■ WHAT THIS TASK INVOLVES
Retype exactly the lines that run from the line with "point like (241,5)." to the final line of the entries, keeping both ends and nothing else.

## START RECORDS FOR THE EXERCISE

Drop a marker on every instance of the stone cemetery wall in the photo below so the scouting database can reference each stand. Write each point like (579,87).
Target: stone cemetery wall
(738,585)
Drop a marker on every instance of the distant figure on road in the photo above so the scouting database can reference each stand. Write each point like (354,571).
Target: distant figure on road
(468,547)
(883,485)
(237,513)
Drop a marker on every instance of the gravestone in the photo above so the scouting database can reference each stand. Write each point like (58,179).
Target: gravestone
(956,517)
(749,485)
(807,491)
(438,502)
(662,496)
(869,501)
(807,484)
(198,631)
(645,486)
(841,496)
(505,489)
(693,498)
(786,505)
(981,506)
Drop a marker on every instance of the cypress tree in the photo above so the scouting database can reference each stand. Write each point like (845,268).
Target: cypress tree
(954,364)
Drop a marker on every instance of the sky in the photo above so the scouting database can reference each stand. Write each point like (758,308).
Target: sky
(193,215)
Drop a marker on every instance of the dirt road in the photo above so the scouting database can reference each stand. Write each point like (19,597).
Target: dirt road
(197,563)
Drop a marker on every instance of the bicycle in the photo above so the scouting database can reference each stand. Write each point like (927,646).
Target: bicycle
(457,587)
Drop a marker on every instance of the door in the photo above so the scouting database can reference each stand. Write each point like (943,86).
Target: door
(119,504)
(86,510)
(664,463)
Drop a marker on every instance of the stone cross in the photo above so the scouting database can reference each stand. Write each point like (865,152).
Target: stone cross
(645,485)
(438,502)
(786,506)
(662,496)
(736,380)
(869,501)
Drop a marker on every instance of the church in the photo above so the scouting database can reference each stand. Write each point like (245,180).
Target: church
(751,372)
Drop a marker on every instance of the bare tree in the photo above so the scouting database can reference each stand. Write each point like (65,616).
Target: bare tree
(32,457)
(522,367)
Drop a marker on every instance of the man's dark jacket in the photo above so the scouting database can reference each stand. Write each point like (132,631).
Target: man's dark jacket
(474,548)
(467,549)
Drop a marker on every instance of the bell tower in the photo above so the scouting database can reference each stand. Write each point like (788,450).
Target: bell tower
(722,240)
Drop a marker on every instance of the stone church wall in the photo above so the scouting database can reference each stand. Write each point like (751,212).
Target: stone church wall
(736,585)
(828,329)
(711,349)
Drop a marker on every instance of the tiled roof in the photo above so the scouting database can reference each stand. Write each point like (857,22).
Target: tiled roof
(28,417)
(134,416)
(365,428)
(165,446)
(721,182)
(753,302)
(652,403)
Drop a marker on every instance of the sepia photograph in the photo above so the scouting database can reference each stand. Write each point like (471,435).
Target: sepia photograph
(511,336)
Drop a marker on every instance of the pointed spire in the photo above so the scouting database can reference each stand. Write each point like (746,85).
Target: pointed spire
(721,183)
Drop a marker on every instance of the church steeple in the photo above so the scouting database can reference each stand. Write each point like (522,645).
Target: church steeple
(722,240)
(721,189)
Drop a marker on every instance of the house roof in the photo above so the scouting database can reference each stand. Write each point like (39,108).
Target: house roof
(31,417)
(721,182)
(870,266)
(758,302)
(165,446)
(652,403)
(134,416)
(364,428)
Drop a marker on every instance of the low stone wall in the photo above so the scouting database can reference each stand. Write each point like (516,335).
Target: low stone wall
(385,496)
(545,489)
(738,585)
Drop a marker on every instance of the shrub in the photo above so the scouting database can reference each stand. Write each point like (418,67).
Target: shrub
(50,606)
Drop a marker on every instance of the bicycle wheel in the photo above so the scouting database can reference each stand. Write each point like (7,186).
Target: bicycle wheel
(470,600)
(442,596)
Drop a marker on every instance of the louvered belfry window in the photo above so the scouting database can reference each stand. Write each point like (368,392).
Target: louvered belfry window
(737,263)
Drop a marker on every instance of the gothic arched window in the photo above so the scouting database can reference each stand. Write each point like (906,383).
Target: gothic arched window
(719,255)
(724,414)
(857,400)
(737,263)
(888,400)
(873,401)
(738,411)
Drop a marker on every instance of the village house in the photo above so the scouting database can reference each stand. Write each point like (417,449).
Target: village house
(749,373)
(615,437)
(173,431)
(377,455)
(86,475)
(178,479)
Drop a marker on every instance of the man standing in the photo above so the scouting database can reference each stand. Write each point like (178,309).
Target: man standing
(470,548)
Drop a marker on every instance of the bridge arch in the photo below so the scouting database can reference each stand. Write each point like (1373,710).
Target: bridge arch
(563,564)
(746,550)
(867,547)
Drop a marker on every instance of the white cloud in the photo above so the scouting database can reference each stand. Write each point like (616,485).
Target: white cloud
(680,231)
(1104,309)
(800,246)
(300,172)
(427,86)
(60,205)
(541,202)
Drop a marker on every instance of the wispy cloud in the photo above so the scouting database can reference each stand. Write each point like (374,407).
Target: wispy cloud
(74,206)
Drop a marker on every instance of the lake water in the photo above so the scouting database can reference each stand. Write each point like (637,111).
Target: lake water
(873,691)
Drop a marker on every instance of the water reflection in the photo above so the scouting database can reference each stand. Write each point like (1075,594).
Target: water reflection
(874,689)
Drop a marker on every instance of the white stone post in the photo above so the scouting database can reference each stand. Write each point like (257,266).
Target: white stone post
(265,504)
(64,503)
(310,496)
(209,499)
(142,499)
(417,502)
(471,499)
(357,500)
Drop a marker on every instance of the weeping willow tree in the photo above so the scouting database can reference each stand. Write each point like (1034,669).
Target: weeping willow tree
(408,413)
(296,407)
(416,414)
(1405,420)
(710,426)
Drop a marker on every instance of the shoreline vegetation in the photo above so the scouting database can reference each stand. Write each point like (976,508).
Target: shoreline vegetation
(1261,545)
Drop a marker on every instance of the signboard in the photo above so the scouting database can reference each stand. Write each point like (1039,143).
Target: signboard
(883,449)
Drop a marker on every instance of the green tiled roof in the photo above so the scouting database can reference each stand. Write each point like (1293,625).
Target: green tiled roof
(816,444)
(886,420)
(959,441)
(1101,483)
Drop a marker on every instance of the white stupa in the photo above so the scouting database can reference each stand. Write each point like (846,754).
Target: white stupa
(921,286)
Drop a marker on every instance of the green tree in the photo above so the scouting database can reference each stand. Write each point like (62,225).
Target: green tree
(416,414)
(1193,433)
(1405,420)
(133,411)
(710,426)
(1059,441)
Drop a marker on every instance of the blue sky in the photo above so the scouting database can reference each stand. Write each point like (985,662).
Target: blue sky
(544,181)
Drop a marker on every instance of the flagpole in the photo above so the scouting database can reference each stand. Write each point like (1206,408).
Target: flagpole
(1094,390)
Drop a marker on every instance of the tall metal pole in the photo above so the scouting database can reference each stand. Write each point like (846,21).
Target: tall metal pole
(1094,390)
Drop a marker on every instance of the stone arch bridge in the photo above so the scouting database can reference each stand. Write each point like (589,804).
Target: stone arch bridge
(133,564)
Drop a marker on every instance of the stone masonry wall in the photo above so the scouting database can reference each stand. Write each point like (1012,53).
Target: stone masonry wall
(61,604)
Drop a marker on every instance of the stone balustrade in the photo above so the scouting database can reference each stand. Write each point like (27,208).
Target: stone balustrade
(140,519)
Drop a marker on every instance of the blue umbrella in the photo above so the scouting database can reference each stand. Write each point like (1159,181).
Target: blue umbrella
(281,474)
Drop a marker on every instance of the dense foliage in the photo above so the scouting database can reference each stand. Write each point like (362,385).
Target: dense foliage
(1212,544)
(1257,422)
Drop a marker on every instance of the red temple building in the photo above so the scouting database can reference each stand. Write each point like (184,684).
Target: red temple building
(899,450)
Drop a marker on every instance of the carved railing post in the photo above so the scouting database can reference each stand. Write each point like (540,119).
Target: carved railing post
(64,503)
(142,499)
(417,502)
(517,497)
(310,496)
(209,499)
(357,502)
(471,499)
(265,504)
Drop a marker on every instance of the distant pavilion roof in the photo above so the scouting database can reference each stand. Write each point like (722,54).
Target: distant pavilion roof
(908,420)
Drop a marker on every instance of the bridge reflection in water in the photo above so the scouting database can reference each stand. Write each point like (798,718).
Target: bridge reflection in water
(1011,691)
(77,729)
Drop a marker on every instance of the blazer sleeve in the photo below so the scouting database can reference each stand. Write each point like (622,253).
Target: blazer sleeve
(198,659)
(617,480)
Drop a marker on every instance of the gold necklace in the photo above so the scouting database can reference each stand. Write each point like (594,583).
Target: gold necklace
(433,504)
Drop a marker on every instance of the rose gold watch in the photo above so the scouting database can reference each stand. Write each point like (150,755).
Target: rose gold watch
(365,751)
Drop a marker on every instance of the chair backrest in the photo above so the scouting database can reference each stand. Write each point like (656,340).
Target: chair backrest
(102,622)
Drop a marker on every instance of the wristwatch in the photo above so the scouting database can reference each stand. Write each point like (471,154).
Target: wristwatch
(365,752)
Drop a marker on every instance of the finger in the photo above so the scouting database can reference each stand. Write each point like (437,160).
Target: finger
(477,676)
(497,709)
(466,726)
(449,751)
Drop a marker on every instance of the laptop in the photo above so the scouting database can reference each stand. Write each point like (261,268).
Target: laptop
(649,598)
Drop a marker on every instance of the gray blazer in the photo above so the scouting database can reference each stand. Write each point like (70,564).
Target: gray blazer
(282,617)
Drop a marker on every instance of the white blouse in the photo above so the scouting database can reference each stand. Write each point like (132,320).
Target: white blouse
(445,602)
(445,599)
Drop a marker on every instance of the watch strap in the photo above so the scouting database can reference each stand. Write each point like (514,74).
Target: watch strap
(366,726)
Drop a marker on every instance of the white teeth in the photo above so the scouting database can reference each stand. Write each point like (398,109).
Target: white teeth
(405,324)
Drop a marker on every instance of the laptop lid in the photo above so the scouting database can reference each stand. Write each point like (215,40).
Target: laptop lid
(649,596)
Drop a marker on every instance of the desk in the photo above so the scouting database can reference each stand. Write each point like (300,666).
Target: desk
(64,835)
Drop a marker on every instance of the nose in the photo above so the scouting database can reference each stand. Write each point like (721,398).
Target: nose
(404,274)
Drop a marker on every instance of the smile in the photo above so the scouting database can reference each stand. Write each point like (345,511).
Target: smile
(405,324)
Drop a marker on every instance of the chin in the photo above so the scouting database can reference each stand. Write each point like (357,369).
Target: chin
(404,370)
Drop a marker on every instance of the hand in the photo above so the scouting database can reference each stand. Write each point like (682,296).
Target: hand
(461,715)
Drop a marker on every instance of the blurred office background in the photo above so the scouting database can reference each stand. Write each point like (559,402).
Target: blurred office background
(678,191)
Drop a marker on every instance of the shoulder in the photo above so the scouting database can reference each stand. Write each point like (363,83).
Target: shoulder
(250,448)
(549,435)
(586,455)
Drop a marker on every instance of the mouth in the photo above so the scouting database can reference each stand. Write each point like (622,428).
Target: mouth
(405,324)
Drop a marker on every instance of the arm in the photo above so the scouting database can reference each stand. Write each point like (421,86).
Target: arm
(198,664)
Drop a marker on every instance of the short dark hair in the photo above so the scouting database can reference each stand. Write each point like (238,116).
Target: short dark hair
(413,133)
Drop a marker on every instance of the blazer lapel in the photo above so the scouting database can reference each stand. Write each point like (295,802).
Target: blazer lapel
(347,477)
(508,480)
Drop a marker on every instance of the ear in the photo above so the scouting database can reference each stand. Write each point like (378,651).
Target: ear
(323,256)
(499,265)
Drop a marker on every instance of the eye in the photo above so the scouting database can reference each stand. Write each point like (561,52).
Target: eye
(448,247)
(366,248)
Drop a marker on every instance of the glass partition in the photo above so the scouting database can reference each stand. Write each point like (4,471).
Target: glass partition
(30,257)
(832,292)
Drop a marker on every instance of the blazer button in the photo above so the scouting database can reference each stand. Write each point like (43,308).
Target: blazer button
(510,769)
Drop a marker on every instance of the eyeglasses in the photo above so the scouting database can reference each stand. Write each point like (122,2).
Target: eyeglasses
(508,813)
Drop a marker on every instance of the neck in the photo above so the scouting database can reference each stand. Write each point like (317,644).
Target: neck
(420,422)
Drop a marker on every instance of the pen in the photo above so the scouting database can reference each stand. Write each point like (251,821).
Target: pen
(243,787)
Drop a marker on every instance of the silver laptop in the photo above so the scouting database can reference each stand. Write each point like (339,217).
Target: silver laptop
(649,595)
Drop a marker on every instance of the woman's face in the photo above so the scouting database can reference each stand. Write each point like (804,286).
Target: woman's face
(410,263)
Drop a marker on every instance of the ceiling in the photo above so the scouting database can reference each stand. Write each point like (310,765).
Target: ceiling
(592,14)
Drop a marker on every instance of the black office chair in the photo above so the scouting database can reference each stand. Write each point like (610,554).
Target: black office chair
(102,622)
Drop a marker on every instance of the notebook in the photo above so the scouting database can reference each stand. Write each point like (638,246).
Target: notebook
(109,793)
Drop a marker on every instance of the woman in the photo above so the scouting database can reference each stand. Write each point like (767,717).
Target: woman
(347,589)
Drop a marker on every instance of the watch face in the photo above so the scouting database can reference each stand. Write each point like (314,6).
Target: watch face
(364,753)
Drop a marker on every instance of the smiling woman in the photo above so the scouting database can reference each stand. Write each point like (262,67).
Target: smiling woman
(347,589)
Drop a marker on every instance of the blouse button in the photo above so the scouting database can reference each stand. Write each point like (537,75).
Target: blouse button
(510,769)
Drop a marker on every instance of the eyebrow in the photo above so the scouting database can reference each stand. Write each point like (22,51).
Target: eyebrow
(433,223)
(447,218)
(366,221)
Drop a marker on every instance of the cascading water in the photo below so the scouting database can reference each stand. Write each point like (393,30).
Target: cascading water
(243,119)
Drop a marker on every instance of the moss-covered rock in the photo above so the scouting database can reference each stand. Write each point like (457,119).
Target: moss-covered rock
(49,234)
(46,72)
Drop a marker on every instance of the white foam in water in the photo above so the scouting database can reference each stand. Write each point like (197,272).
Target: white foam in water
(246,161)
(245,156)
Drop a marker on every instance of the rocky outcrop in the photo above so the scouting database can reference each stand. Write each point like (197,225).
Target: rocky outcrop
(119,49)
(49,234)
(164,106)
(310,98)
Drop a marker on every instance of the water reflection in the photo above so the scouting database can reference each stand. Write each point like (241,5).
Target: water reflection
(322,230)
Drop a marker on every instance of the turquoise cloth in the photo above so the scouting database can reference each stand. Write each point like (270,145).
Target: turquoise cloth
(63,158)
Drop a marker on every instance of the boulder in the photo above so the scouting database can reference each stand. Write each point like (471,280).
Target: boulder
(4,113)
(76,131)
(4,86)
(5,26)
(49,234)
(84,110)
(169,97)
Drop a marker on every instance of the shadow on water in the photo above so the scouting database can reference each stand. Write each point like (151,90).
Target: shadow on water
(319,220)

## END RECORDS FOR THE EXERCISE

■ COMPLETE RESPONSE
Drop a marker on every instance of the water reflection in the photo above so the scouting database can reference each stand. Write each point like (241,5).
Target: water reflection
(322,230)
Drop a marker on every instance of the turquoise cloth in the photo above so the scouting database can reference each stand. Write each point like (270,145).
Target: turquoise cloth
(63,158)
Drop a marker on every instance of the boulder in the photo above so the scouting database can reference each stand. Write each point like (471,280).
Target: boulder
(4,113)
(76,131)
(4,86)
(5,26)
(49,234)
(84,110)
(169,97)
Drop a marker on every instance of the shadow on water in the photo above so the scouting database can reference each stand. Write each point like (151,90).
Target: shadow on water
(319,220)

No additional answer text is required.